## Instruction
Rewrite everything from the line containing "TASK: Mark every haze" down to the line containing "351;108;362;122", both ends included, keeping every line and shifting each bounding-box coordinate in the answers up by 149. Leave the requests and their coordinate-format lines unchanged.

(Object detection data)
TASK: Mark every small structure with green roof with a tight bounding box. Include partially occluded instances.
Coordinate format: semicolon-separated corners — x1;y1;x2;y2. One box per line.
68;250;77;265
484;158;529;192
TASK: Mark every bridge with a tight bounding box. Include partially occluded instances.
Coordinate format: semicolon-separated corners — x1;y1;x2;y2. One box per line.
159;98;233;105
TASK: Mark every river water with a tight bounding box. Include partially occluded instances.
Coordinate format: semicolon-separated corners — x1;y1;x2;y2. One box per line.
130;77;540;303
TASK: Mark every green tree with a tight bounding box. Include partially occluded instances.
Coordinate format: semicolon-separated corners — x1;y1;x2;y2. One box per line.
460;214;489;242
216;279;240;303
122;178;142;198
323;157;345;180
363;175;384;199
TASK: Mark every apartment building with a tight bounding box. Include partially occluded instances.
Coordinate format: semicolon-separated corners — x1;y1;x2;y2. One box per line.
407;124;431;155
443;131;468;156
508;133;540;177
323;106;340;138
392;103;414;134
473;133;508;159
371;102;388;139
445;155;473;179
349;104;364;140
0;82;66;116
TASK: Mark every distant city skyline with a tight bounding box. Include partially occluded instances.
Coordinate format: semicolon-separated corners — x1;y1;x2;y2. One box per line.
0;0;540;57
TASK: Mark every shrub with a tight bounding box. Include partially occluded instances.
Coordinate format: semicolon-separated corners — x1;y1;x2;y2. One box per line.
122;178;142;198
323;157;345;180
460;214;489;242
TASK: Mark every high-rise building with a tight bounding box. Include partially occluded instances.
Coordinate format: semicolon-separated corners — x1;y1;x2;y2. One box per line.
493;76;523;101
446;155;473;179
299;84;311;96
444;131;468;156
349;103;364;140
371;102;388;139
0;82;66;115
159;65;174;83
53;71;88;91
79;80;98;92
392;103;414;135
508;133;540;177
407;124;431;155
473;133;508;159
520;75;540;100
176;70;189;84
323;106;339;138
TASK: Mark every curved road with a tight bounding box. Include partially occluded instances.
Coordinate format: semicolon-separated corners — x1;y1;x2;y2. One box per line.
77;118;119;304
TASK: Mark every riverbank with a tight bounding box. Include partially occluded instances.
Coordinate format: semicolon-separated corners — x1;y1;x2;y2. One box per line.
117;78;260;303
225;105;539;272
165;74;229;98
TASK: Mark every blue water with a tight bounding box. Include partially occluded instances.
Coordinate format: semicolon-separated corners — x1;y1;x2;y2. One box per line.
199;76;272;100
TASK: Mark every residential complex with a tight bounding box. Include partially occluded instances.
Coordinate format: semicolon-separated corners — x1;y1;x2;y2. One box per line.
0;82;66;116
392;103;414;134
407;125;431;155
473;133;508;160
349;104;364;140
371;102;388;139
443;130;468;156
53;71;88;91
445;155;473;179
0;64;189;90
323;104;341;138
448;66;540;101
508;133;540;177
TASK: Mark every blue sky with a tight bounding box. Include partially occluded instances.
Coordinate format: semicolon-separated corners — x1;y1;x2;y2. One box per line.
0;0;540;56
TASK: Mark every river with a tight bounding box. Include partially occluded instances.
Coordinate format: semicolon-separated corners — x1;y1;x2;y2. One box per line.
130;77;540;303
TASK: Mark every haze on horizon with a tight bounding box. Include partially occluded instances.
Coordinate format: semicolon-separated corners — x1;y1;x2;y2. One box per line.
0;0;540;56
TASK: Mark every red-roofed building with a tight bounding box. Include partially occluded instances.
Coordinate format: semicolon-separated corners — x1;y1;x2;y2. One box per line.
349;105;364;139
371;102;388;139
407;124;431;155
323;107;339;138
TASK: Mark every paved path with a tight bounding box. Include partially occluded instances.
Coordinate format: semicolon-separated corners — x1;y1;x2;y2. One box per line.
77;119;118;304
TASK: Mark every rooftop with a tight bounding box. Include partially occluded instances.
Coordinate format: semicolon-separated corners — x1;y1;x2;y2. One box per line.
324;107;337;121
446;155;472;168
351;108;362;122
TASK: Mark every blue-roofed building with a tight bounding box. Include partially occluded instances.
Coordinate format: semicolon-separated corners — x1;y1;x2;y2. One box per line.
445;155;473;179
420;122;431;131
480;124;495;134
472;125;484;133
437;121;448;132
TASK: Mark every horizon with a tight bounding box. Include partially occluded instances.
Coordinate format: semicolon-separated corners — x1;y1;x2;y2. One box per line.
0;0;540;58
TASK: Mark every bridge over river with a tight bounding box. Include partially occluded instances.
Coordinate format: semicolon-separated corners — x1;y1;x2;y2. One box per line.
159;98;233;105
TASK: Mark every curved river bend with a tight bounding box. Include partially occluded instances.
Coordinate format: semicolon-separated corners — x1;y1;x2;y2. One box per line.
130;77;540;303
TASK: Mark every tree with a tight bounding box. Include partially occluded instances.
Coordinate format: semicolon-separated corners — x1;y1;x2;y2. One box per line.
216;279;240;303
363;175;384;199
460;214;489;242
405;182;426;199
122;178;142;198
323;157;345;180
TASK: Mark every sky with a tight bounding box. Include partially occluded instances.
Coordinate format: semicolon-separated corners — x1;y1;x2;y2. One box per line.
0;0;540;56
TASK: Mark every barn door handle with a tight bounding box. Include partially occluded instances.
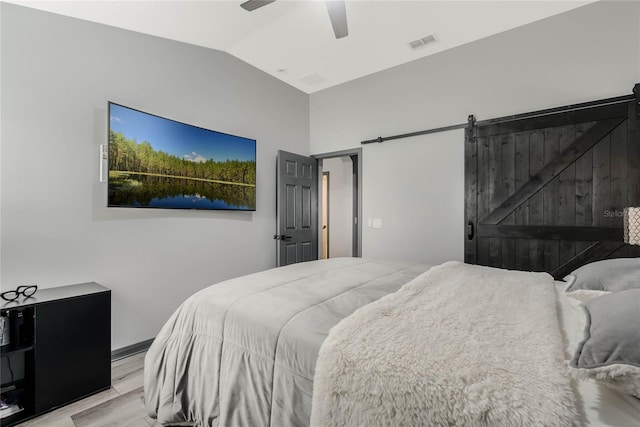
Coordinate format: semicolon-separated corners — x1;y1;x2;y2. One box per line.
273;234;293;240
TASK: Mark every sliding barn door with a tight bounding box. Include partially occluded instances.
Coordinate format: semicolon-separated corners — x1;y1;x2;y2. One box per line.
465;86;640;278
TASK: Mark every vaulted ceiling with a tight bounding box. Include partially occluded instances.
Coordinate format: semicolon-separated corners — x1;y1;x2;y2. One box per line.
9;0;593;93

## Output below
TASK: Mark every haze on horizon with a tight bounding box. Include partially occluded instances.
Coordinate format: semicolon-separated corners — x1;y1;x2;y2. One box per line.
149;149;689;205
TASK: Mark every red-roofed building with a tight bounding box. Include partially occluded instances.
Coordinate format: semicolon-separated corners — x1;y1;x2;y2. One box per line.
498;254;513;288
520;251;537;288
556;273;580;304
472;256;488;287
TASK: Mark every paved path with a tight bounding box. Include partially occluded instances.
Coordinate format: semicolon-separated corners — x1;y1;x2;y2. One box per line.
226;268;267;453
TASK: Mark every rooftop with a tight bounding box. Include partially occluded instances.
Coordinate format: semicolon-separated corners — x1;y1;x2;y2. One box per line.
473;256;486;270
595;304;621;317
500;257;511;271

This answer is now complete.